Document text:
<<<<

So, the Bad Plus performed tonight in Norman, OK, as part of the annual Jazz in June Festival.
I'm gonna pause a moment and let that sink in, for those of you who need it.
The BAD PLUS. Certifiably, for those of us who like this sort of thing, the most inventive, exciting jazz group working today. One of the only mainstay jazz groups who still take the idea of moving jazz forward seriously, and who will always have a place in my heart because of it.
Watch this if you need an introduction to them:
Okay, so let's talk about this for a minute. This was a free festival, in Norman, OK. Yes, the University of Oklahoma is in Norman, so it's a college town, but this is also a free festival, so it attracted all sorts of folks who don't routinely listen to jazz, and if they do, they DEFINITELY don't listen to anything like the Bad Plus.
I sat on the grass with my friend Kyle and his friend Ben (who I'd also call my friend now, especially after he found $40 in my back seat I didn't know was there), and watched as the spectacle unfolded before me. People milled about, oblivious to the fact that there was even music going on. They talked, they got drunk. All ages of folks, too...there were little girls dancing that couldn't have been more than 4 years old. There were tweens and teens who actually paid attention. There were adults of every generation, even seventy-something couples sitting in their camp chairs and listening. There were ladies in their 50's to the left of the stage dancing to songs that changed meter, tempo and groove multiple times in the space of a minute (and were tonally challenging to boot). I guarantee you, most of these people had never heard anything like this before, and here so many of them were, "finding themselves unable to stop listening", as Kyle put it.

>>>>

Set of tasks:
**a.** According to the Bad Plus concert post, how much money did Ben find in the back seat?
**b.** Please return the Bad Plus concert post word for word from "I'm gonna pause" to "like the Bad Plus.".
**c.** Summarize the Bad Plus concert post in two sentences.

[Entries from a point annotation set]
<<<<

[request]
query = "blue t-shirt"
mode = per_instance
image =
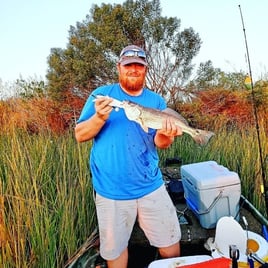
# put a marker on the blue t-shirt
(124, 159)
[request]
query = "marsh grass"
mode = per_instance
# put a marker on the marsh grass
(47, 209)
(46, 202)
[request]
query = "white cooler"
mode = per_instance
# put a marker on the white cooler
(211, 191)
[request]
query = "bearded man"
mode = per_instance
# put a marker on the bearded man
(124, 164)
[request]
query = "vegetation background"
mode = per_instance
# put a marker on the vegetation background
(46, 204)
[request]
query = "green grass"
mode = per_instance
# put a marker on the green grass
(46, 200)
(47, 209)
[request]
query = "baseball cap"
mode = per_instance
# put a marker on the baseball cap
(132, 54)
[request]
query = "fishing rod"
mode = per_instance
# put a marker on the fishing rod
(264, 186)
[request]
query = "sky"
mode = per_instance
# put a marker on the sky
(30, 28)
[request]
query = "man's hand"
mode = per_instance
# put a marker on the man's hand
(169, 128)
(102, 107)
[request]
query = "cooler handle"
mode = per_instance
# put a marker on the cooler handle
(209, 208)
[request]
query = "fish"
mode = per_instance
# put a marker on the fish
(153, 118)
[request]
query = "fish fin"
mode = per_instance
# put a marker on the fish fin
(172, 112)
(144, 128)
(202, 137)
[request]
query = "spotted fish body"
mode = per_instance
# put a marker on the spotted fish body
(153, 118)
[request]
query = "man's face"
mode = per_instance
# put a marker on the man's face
(132, 76)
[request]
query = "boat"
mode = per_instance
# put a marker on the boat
(201, 245)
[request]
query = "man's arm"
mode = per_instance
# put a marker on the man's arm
(88, 129)
(164, 137)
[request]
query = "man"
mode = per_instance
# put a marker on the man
(124, 165)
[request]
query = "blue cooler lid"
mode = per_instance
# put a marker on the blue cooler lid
(208, 174)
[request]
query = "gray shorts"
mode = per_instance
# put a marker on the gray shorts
(156, 215)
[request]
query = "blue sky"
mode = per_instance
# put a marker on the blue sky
(30, 28)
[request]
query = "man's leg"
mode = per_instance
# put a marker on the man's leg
(171, 251)
(121, 261)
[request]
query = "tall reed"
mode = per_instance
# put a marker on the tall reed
(47, 208)
(46, 202)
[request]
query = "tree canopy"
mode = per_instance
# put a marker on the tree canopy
(90, 58)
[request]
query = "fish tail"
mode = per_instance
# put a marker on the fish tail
(202, 137)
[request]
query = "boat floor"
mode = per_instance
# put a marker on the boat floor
(194, 236)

>>>>

Answers provided:
**a.** $40.

**b.**
I'm gonna pause a moment and let that sink in, for those of you who need it.
The BAD PLUS. Certifiably, for those of us who like this sort of thing, the most inventive, exciting jazz group working today. One of the only mainstay jazz groups who still take the idea of moving jazz forward seriously, and who will always have a place in my heart because of it.
Watch this if you need an introduction to them:
Okay, so let's talk about this for a minute. This was a free festival, in Norman, OK. Yes, the University of Oklahoma is in Norman, so it's a college town, but this is also a free festival, so it attracted all sorts of folks who don't routinely listen to jazz, and if they do, they DEFINITELY don't listen to anything like the Bad Plus.

**c.** The Bad Plus, which the writer calls the most inventive, exciting jazz group working today, played the free Jazz in June Festival in Norman, OK. The free show drew people of all ages who don't usually listen to jazz, and although most had likely never heard anything like it, many of them found themselves unable to stop listening.